Description of the task
Go line by line through the data below, counting each one that has "every", and give the final count only.

^^^^^^^^

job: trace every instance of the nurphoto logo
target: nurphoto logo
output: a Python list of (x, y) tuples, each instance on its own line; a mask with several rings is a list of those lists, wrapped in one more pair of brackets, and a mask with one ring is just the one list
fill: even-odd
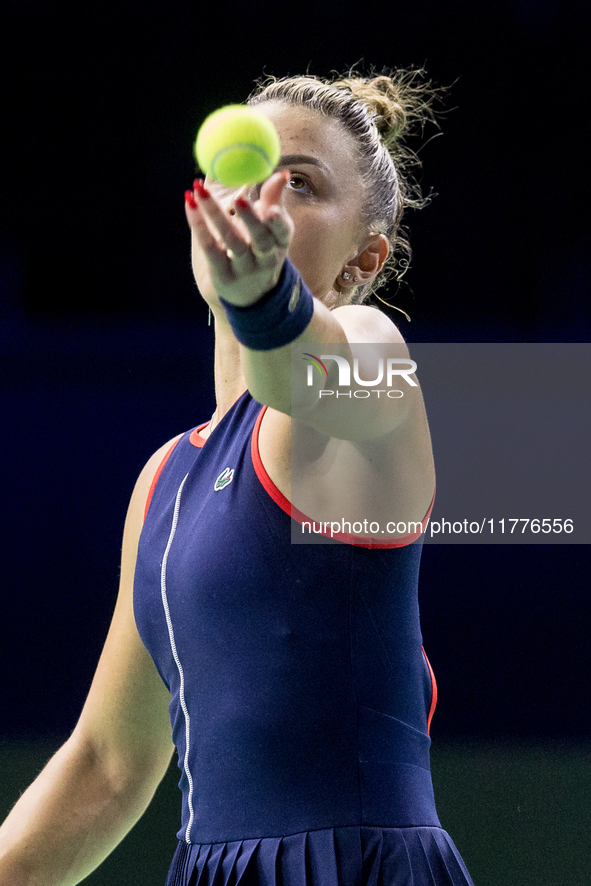
[[(342, 357), (339, 354), (321, 354), (320, 357), (316, 357), (315, 354), (303, 354), (302, 359), (306, 361), (307, 366), (307, 376), (306, 376), (306, 384), (308, 387), (311, 387), (314, 384), (314, 370), (316, 369), (322, 378), (322, 381), (325, 381), (328, 378), (329, 372), (324, 363), (325, 360), (334, 360), (338, 367), (338, 381), (337, 386), (339, 388), (342, 387), (351, 387), (351, 365), (346, 357)], [(399, 379), (404, 380), (408, 385), (413, 388), (418, 387), (416, 381), (411, 378), (411, 375), (416, 372), (417, 364), (414, 360), (411, 360), (408, 357), (387, 357), (384, 360), (383, 357), (380, 357), (377, 361), (376, 367), (376, 376), (375, 378), (366, 379), (360, 378), (359, 376), (359, 358), (353, 358), (353, 379), (358, 384), (361, 385), (363, 390), (355, 390), (355, 391), (334, 391), (326, 388), (322, 388), (319, 391), (320, 397), (357, 397), (358, 399), (363, 399), (370, 397), (372, 393), (377, 394), (379, 397), (380, 394), (386, 394), (387, 397), (391, 397), (393, 399), (398, 399), (404, 396), (403, 391), (395, 390), (392, 386), (394, 384), (394, 379), (398, 381)], [(378, 385), (386, 384), (386, 388), (379, 388)], [(375, 390), (370, 391), (366, 390), (367, 388), (375, 388)]]

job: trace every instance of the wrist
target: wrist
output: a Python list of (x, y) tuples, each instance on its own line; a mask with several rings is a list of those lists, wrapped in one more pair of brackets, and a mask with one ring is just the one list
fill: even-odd
[(273, 289), (246, 307), (220, 298), (238, 341), (254, 351), (271, 351), (295, 341), (314, 314), (314, 298), (286, 258)]

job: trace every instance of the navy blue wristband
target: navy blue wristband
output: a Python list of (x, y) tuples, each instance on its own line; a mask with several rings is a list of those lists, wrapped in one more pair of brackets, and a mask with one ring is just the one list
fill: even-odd
[(272, 351), (295, 341), (314, 314), (314, 297), (289, 258), (277, 285), (254, 304), (240, 308), (220, 301), (234, 335), (253, 351)]

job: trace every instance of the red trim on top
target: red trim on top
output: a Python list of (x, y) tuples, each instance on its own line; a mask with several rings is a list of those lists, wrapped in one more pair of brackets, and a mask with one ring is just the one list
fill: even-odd
[(162, 459), (162, 461), (158, 465), (158, 470), (156, 471), (156, 473), (154, 474), (154, 476), (152, 478), (152, 482), (150, 483), (150, 488), (148, 490), (148, 497), (146, 499), (146, 507), (144, 508), (144, 522), (146, 521), (146, 517), (148, 516), (148, 508), (150, 507), (150, 502), (152, 501), (152, 496), (154, 495), (154, 490), (156, 489), (156, 483), (160, 479), (160, 474), (162, 473), (162, 468), (164, 467), (164, 465), (166, 464), (166, 462), (170, 458), (172, 450), (174, 449), (174, 447), (176, 446), (176, 444), (179, 442), (180, 439), (181, 439), (180, 437), (177, 437), (177, 439), (174, 441), (172, 446), (170, 446), (170, 448), (167, 449), (166, 455), (164, 456), (164, 458)]
[(435, 679), (433, 668), (431, 667), (431, 662), (427, 658), (425, 647), (423, 646), (421, 648), (423, 650), (423, 655), (425, 656), (425, 661), (427, 662), (427, 667), (429, 668), (429, 674), (431, 676), (431, 706), (429, 708), (429, 715), (427, 717), (427, 735), (429, 735), (429, 730), (431, 729), (431, 720), (433, 719), (433, 714), (435, 713), (435, 708), (437, 706), (437, 681)]
[[(290, 517), (293, 517), (293, 519), (297, 523), (301, 524), (304, 521), (310, 523), (312, 522), (310, 518), (303, 514), (301, 511), (298, 511), (298, 509), (291, 504), (289, 499), (287, 499), (273, 483), (261, 460), (261, 454), (259, 452), (259, 432), (261, 429), (261, 422), (266, 411), (267, 407), (263, 406), (257, 416), (257, 420), (252, 432), (252, 438), (250, 441), (250, 452), (256, 475), (259, 478), (265, 492), (267, 492), (271, 496), (275, 504), (278, 504), (282, 511), (285, 511), (286, 514), (289, 514)], [(433, 498), (431, 499), (429, 509), (427, 510), (424, 519), (421, 521), (423, 532), (426, 531), (427, 522), (429, 520), (429, 517), (431, 516), (431, 511), (433, 510), (434, 501), (435, 492), (433, 492)], [(328, 532), (319, 532), (318, 535), (325, 535), (327, 538), (336, 538), (338, 541), (342, 541), (345, 544), (356, 545), (360, 548), (403, 548), (406, 545), (412, 544), (412, 542), (416, 541), (417, 538), (420, 538), (422, 532), (411, 532), (408, 535), (401, 535), (396, 539), (395, 542), (385, 542), (381, 538), (373, 538), (366, 535), (351, 535), (347, 532), (335, 532), (333, 535), (330, 535), (330, 533)]]
[(265, 492), (267, 492), (271, 496), (275, 504), (279, 505), (282, 511), (285, 511), (286, 514), (291, 514), (290, 502), (284, 496), (284, 494), (279, 489), (277, 489), (277, 487), (267, 474), (265, 466), (261, 461), (261, 454), (259, 452), (259, 431), (261, 429), (261, 422), (266, 411), (267, 407), (263, 406), (257, 416), (257, 420), (252, 431), (252, 437), (250, 440), (250, 454), (252, 456), (252, 463), (254, 465), (256, 475), (261, 481), (261, 485), (263, 486)]
[(194, 431), (191, 431), (191, 436), (189, 437), (189, 443), (192, 443), (193, 446), (196, 446), (198, 449), (201, 449), (204, 444), (207, 442), (205, 437), (202, 437), (199, 431), (202, 431), (203, 428), (206, 428), (208, 424), (210, 424), (211, 419), (209, 421), (204, 421), (202, 425), (198, 425)]

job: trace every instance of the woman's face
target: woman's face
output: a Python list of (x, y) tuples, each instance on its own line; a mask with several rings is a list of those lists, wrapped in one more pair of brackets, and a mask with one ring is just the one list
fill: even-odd
[[(256, 108), (279, 134), (278, 169), (291, 172), (284, 191), (295, 226), (290, 258), (313, 294), (324, 299), (346, 262), (365, 245), (363, 186), (353, 140), (338, 121), (308, 108), (277, 101)], [(248, 196), (256, 198), (256, 189)]]

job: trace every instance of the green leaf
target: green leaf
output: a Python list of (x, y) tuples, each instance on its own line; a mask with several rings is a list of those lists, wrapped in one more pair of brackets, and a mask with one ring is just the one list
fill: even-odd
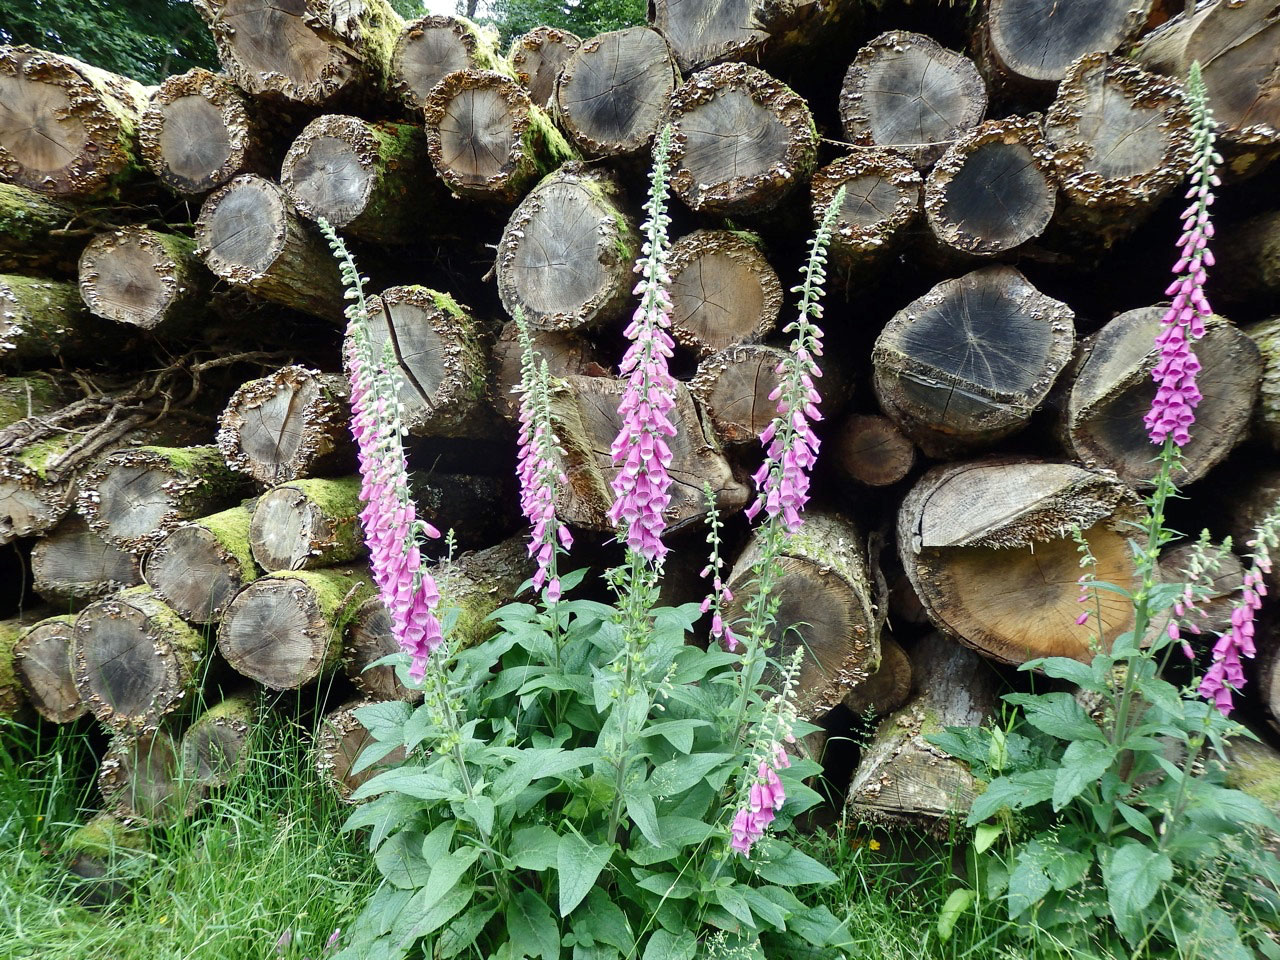
[(404, 724), (409, 719), (413, 708), (400, 700), (387, 700), (382, 703), (371, 703), (355, 711), (355, 718), (369, 731), (373, 739), (386, 742), (394, 741), (397, 746), (404, 742)]
[(960, 887), (951, 891), (946, 903), (938, 911), (938, 939), (943, 943), (951, 939), (951, 934), (956, 928), (956, 921), (964, 916), (965, 911), (972, 906), (975, 896), (977, 894), (968, 887)]
[(1051, 859), (1051, 852), (1039, 840), (1032, 840), (1018, 852), (1013, 872), (1009, 874), (1010, 920), (1017, 920), (1052, 889), (1053, 883), (1045, 869)]
[[(466, 909), (467, 904), (471, 902), (472, 896), (475, 895), (475, 890), (469, 886), (454, 887), (430, 907), (422, 906), (426, 900), (425, 893), (425, 890), (419, 890), (414, 894), (413, 900), (405, 910), (405, 915), (418, 918), (417, 922), (409, 929), (408, 935), (405, 937), (407, 940), (425, 937), (428, 933), (434, 933), (439, 930)], [(404, 917), (402, 916), (401, 919), (403, 920)], [(395, 934), (396, 931), (393, 930), (392, 933)]]
[(351, 794), (352, 800), (376, 797), (380, 793), (394, 791), (419, 800), (452, 800), (461, 796), (444, 777), (427, 773), (423, 767), (396, 767), (366, 781)]
[(522, 870), (549, 870), (556, 865), (560, 835), (547, 826), (523, 827), (511, 836), (511, 862)]
[[(849, 931), (845, 924), (824, 906), (808, 907), (787, 918), (787, 928), (799, 934), (815, 947), (825, 947), (847, 940)], [(843, 938), (843, 940), (841, 939)]]
[(1173, 861), (1141, 843), (1112, 849), (1102, 861), (1102, 880), (1116, 927), (1131, 943), (1144, 924), (1142, 912), (1163, 884), (1173, 879)]
[(453, 847), (453, 832), (457, 827), (456, 820), (446, 820), (427, 834), (426, 839), (422, 841), (422, 859), (432, 864), (441, 857), (447, 857)]
[(1008, 693), (1004, 699), (1022, 707), (1027, 723), (1059, 740), (1105, 740), (1084, 707), (1069, 693)]
[(1095, 693), (1102, 693), (1107, 689), (1105, 682), (1099, 682), (1092, 667), (1085, 666), (1079, 660), (1072, 660), (1070, 657), (1045, 657), (1041, 660), (1030, 660), (1018, 669), (1039, 670), (1046, 677), (1053, 677), (1055, 680), (1066, 680), (1068, 683), (1074, 683), (1082, 690), (1092, 690)]
[(1154, 677), (1142, 680), (1138, 684), (1138, 692), (1144, 700), (1159, 707), (1171, 717), (1182, 716), (1182, 695), (1178, 688), (1167, 680)]
[(394, 740), (388, 740), (385, 743), (371, 741), (360, 751), (360, 756), (356, 757), (356, 762), (351, 765), (350, 774), (363, 773), (393, 750), (399, 750), (400, 747), (401, 745)]
[(356, 807), (342, 824), (342, 832), (369, 827), (369, 852), (418, 813), (422, 804), (413, 797), (392, 793)]
[(675, 797), (692, 789), (703, 777), (723, 764), (736, 763), (732, 753), (692, 753), (653, 768), (644, 791), (653, 797)]
[(698, 941), (692, 934), (676, 935), (666, 930), (655, 930), (645, 944), (642, 960), (693, 960), (698, 951)]
[(764, 892), (765, 890), (781, 890), (780, 887), (760, 889), (742, 886), (739, 889), (742, 891), (742, 895), (747, 898), (747, 904), (751, 907), (753, 914), (775, 930), (782, 930), (786, 927), (787, 913), (789, 911)]
[(973, 831), (973, 849), (975, 853), (986, 853), (996, 842), (1004, 827), (999, 824), (980, 823)]
[(591, 747), (579, 747), (577, 750), (561, 750), (558, 747), (521, 750), (519, 759), (494, 780), (490, 791), (493, 802), (500, 807), (508, 804), (535, 780), (580, 769), (599, 756), (599, 751)]
[(392, 886), (411, 890), (427, 882), (431, 865), (422, 857), (422, 834), (401, 830), (378, 848), (373, 862)]
[(1076, 740), (1062, 755), (1053, 781), (1053, 809), (1061, 810), (1096, 783), (1115, 761), (1115, 748), (1096, 740)]
[(655, 847), (664, 846), (662, 830), (658, 827), (658, 815), (653, 806), (653, 797), (628, 791), (623, 801), (627, 807), (627, 816), (640, 828), (644, 838)]
[(556, 850), (560, 877), (560, 916), (567, 917), (595, 885), (613, 856), (613, 845), (591, 843), (578, 833), (566, 833)]
[(560, 928), (548, 907), (532, 890), (521, 890), (507, 913), (512, 960), (541, 957), (560, 960)]
[(1122, 800), (1117, 800), (1115, 806), (1120, 811), (1120, 816), (1124, 817), (1125, 823), (1129, 824), (1148, 840), (1156, 839), (1156, 828), (1145, 813), (1135, 810)]
[(682, 880), (680, 874), (669, 872), (650, 873), (637, 881), (636, 886), (669, 900), (684, 900), (698, 892), (690, 881)]
[(476, 938), (489, 922), (489, 918), (498, 912), (495, 906), (475, 906), (445, 927), (436, 943), (436, 955), (440, 960), (456, 957), (468, 947), (475, 946)]
[(681, 753), (693, 750), (693, 731), (711, 726), (706, 720), (662, 720), (640, 731), (642, 737), (662, 737)]
[(720, 906), (724, 907), (748, 927), (755, 927), (756, 918), (751, 915), (751, 907), (747, 905), (747, 898), (743, 896), (743, 888), (738, 886), (716, 887), (715, 896), (716, 902)]
[(1005, 807), (1023, 810), (1043, 803), (1053, 796), (1056, 770), (1028, 770), (1007, 777), (997, 777), (973, 800), (967, 826), (974, 826), (999, 813)]
[(625, 954), (630, 954), (635, 949), (636, 940), (627, 923), (627, 915), (600, 887), (591, 888), (591, 892), (587, 894), (587, 909), (579, 916), (586, 918), (587, 929), (600, 943), (617, 947)]
[(462, 810), (471, 822), (480, 828), (480, 832), (484, 834), (493, 833), (493, 800), (483, 794), (469, 797), (462, 802)]
[(806, 883), (834, 883), (836, 880), (836, 875), (813, 857), (781, 840), (770, 837), (762, 840), (756, 849), (760, 851), (756, 873), (770, 883), (794, 887)]
[(421, 906), (429, 910), (443, 900), (479, 857), (479, 847), (462, 847), (442, 859), (431, 861), (431, 876), (422, 888)]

^^^^^^^^

Task solution
6